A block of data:
┄┄┄┄┄┄┄┄┄┄

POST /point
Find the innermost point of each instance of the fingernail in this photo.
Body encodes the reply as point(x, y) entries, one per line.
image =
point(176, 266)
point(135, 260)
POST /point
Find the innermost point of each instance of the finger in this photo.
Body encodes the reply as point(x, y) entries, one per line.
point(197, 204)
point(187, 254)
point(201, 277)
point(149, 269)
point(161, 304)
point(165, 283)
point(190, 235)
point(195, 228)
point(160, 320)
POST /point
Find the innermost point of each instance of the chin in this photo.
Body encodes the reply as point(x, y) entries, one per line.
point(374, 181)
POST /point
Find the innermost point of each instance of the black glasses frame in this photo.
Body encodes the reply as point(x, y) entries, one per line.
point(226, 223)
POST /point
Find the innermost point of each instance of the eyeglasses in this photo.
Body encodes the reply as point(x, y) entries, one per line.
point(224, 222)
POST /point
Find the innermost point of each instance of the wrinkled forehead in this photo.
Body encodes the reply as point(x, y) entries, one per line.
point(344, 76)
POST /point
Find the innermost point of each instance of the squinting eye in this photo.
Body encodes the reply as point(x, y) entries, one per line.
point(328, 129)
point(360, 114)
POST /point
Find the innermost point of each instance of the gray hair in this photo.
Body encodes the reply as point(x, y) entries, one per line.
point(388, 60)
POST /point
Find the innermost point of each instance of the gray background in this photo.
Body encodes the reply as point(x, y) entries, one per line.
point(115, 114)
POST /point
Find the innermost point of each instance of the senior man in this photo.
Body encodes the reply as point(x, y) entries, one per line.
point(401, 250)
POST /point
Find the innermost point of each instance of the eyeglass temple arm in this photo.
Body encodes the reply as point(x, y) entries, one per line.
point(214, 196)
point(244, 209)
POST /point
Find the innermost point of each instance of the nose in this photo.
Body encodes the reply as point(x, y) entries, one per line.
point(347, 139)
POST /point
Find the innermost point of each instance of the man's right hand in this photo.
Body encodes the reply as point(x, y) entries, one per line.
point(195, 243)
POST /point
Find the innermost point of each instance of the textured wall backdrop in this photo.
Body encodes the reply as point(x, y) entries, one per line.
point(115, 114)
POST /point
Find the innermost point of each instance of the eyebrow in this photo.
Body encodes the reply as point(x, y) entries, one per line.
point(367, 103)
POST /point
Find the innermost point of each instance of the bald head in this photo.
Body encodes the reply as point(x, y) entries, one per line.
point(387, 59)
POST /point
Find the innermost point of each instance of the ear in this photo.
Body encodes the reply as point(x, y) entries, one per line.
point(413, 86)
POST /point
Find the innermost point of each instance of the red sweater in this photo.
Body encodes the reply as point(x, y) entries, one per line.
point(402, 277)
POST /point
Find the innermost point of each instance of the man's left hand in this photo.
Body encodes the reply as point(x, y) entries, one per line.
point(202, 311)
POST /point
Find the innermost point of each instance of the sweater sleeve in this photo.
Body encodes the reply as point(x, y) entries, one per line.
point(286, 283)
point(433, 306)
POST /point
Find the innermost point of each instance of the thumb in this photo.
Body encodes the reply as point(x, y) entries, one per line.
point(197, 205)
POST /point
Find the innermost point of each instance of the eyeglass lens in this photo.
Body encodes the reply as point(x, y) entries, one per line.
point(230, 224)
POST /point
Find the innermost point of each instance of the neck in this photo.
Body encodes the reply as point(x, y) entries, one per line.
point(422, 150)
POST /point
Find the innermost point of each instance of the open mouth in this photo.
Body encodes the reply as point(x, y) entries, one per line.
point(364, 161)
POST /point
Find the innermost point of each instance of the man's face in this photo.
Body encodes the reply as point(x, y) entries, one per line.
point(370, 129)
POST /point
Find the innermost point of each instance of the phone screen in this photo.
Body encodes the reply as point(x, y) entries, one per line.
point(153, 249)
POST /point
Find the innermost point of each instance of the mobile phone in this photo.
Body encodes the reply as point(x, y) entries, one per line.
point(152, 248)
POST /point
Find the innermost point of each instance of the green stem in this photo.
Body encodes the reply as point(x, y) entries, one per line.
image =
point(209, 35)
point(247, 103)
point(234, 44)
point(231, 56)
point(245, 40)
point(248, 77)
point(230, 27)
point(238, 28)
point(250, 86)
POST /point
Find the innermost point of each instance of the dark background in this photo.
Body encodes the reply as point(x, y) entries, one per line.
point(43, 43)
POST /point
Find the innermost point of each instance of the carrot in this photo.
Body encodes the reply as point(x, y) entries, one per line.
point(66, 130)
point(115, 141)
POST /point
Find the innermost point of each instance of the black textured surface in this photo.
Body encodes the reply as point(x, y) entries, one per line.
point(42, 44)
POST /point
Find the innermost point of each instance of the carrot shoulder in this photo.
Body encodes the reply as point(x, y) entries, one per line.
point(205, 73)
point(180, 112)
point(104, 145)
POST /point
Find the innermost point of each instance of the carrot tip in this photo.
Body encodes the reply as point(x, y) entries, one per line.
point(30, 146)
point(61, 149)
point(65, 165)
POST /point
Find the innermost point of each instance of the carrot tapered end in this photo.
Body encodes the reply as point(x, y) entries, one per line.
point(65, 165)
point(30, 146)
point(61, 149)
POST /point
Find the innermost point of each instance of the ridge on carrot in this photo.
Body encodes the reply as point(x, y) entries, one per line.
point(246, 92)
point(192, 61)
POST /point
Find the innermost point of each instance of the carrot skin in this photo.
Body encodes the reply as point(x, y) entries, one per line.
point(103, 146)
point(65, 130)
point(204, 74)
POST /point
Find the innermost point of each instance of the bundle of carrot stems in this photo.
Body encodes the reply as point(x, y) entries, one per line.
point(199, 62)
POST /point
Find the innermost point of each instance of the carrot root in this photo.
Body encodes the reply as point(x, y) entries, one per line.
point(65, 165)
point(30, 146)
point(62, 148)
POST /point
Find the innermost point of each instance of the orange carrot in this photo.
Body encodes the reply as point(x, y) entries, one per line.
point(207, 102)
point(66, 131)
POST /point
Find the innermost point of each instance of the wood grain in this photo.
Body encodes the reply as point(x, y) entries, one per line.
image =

┄┄┄┄┄┄┄┄┄┄

_Task brief_
Express the listing, starting with its first line and going on through the line containing "point(224, 222)", as a Markdown table with the columns Row and Line. Number each line and leave out any blank lines.

_Result_
| Row | Line |
|---|---|
| 1 | POST /point |
| 2 | Find the innermost point of each instance of the fingernail in this photo. |
| 3 | Body encodes the reply as point(x, y) entries, one per line. |
| 4 | image = |
| 5 | point(176, 266) |
| 6 | point(135, 260) |
| 7 | POST /point |
| 8 | Find the innermost point of each instance of the finger in this photo. |
| 9 | Body encodes the reply as point(x, y) entries, one per line. |
| 10 | point(197, 204) |
| 11 | point(187, 254) |
| 12 | point(201, 277) |
| 13 | point(149, 269) |
| 14 | point(161, 304) |
| 15 | point(165, 283) |
| 16 | point(190, 235) |
| 17 | point(195, 228) |
| 18 | point(160, 320) |
| 19 | POST /point |
| 20 | Find the innermost point of each instance of the chin in this photo. |
| 21 | Body encodes the reply as point(x, y) entries, one per line. |
| 22 | point(374, 181) |
| 23 | POST /point |
| 24 | Find the innermost point of each instance of the black glasses frame in this photo. |
| 25 | Body encodes the reply as point(x, y) entries, one per line. |
| 26 | point(226, 223) |
| 27 | POST /point |
| 28 | Find the innermost point of each instance of the eyeglasses in this photo. |
| 29 | Body encodes the reply as point(x, y) entries, one per line. |
| 30 | point(224, 222) |